>> BEGIN DATASET ROWS

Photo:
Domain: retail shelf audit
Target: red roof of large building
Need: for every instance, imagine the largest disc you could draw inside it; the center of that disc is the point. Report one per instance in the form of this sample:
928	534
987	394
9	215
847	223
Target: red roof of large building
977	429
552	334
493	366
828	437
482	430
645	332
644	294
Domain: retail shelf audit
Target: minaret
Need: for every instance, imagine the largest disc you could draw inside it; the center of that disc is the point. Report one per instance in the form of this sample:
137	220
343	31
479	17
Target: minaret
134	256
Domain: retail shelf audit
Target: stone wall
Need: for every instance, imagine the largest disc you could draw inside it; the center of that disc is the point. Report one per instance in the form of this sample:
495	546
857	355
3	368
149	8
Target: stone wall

>> END DATASET ROWS

OBJECTIVE - Write out all the records again, swapping every "retail shelf audit" for "storefront inspection" and keeping everything else unchanged.

WRITTEN ANSWER -
Photo:
Domain: storefront inspection
Target: red roof of large building
Need: for every instance, imagine the largest disc you could draw inside it; the center of that disc is the point. Report one per instance in the form of this sample:
928	534
987	394
9	215
847	223
Target: red roof of large building
977	429
552	334
493	366
828	437
482	430
645	332
644	294
Domain: storefront inspection
Target: minaret
Need: for every instance, imagine the largest disc you could draw inside it; the center of that disc is the point. Report one per instance in the form of this sample:
137	220
343	31
479	17
Target: minaret
134	256
Domain: storefront inspection
Target: stone wall
Need: for every instance, imagine the largest disc you could draw inside it; the center of that disc is the point. Report one per instance in the form of this sample:
495	546
857	355
3	368
149	8
Target: stone wall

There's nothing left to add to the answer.